YOUR TASK
Reproduce the portion of the Stanmore biography below that falls between "Gordon was educated" and "of Trinidad, 1866–1870.", inclusive.

PASSAGE GIVEN
— begin —

Arthur Charles Hamilton-Gordon, 1st Baron Stanmore  (26 November 1829 – 30 January 1912) was a British Liberal Party  politician and colonial administrator. He had extensive contact with Prime Minister William Ewart Gladstone.

Career
Gordon was born in London in 1829. He was the youngest son of George Hamilton-Gordon, 4th Earl of Aberdeen and his second wife, Harriet Douglas. His mother was the widow of Viscount Hamilton. 

Gordon was educated privately and then at Trinity College, Cambridge, where he was President of the Cambridge Union Society in 1849. 

After graduating in 1851, he worked as Assistant Private Secretary to the British Prime Minister (his father) between 1852 and 1855, and was a Member of Parliament (MP) for Beverley from 1854 to 1857.  In 1875, the Fiji Islands were created a separate Colony, and Sir Arthur Gordon was appointed the first Governor and Commander-in-Chief of Fiji, until 1880. In connection with this he also received the appointment of Consul-General, and High Commissioner of the Western Pacific, but that gave little additional power.   He held a number of colonial governorships: 

 Lieutenant-Governor of New Brunswick, 1861–1866, securing New Brunswick's assent to Canadian Confederation 
 Governor of Trinidad, 1866–1870.

— end —

Excerpts of bounding box data:
— begin —

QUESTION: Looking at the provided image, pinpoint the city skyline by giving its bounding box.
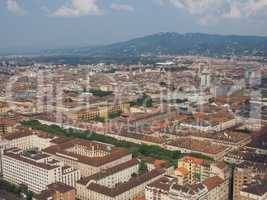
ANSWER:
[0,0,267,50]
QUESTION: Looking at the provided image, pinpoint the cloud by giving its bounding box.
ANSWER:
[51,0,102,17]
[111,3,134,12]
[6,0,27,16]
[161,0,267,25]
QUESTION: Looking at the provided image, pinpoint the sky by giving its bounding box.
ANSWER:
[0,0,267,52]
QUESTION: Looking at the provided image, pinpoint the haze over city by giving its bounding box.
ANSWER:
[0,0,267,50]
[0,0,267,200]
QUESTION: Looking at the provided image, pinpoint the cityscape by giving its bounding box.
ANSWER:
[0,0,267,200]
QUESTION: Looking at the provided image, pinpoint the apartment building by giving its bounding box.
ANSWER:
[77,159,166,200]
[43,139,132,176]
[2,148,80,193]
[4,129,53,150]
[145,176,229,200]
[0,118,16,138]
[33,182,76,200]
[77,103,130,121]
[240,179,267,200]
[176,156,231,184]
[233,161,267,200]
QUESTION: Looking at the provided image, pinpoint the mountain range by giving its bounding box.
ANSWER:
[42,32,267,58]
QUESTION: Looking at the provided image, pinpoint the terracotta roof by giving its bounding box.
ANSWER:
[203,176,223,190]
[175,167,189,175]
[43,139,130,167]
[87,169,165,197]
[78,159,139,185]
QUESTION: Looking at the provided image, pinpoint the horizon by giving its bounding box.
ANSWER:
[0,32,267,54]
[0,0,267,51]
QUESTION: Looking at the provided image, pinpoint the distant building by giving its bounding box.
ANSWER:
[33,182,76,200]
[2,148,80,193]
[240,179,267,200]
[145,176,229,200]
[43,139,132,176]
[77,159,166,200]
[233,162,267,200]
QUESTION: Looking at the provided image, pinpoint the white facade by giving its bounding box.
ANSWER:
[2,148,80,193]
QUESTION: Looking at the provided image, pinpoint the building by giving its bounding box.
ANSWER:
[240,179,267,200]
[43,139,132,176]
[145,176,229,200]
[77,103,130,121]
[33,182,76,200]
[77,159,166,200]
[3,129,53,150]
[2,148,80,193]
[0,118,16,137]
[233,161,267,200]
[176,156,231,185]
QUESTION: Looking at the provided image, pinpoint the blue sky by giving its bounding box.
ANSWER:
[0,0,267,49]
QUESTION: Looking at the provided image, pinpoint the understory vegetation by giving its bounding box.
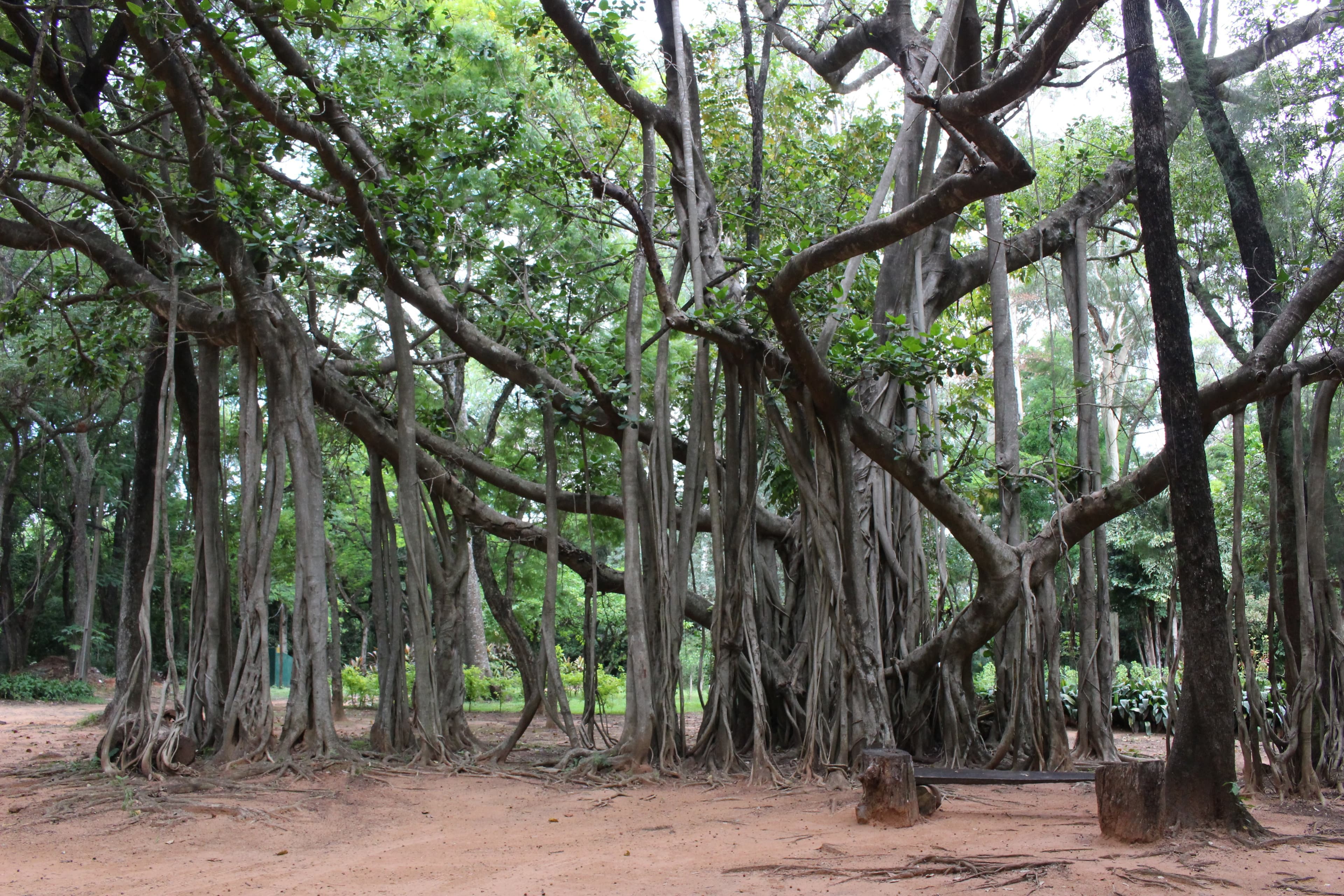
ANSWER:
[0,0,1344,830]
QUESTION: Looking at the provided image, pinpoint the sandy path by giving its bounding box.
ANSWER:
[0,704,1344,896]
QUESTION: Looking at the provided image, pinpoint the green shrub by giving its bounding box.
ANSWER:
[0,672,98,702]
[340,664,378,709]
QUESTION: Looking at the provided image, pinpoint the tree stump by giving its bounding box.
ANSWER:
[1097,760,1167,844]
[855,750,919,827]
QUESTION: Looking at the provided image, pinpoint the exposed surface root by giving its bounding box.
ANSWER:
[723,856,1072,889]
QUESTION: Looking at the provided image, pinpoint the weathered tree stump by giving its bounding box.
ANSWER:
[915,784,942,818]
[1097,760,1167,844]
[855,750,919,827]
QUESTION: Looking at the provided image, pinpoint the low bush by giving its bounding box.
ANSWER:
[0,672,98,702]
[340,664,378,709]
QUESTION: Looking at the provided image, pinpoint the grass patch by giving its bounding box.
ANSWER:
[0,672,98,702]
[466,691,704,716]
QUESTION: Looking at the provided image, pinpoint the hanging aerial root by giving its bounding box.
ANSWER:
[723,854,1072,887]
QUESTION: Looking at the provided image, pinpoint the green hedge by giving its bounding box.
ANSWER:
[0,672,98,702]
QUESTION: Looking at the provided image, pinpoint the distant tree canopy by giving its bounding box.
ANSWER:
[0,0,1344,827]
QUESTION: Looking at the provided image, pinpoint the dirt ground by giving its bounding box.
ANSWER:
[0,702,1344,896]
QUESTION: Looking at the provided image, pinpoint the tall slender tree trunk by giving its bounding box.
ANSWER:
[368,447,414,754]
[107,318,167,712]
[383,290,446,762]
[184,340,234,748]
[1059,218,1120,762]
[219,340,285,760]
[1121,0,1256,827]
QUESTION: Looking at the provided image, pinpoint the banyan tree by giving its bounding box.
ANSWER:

— end —

OUTPUT FOR THIS TASK
Gordon was educated privately and then at Trinity College, Cambridge, where he was President of the Cambridge Union Society in 1849. 

After graduating in 1851, he worked as Assistant Private Secretary to the British Prime Minister (his father) between 1852 and 1855, and was a Member of Parliament (MP) for Beverley from 1854 to 1857.  In 1875, the Fiji Islands were created a separate Colony, and Sir Arthur Gordon was appointed the first Governor and Commander-in-Chief of Fiji, until 1880. In connection with this he also received the appointment of Consul-General, and High Commissioner of the Western Pacific, but that gave little additional power.   He held a number of colonial governorships: 

 Lieutenant-Governor of New Brunswick, 1861–1866, securing New Brunswick's assent to Canadian Confederation 
 Governor of Trinidad, 1866–1870.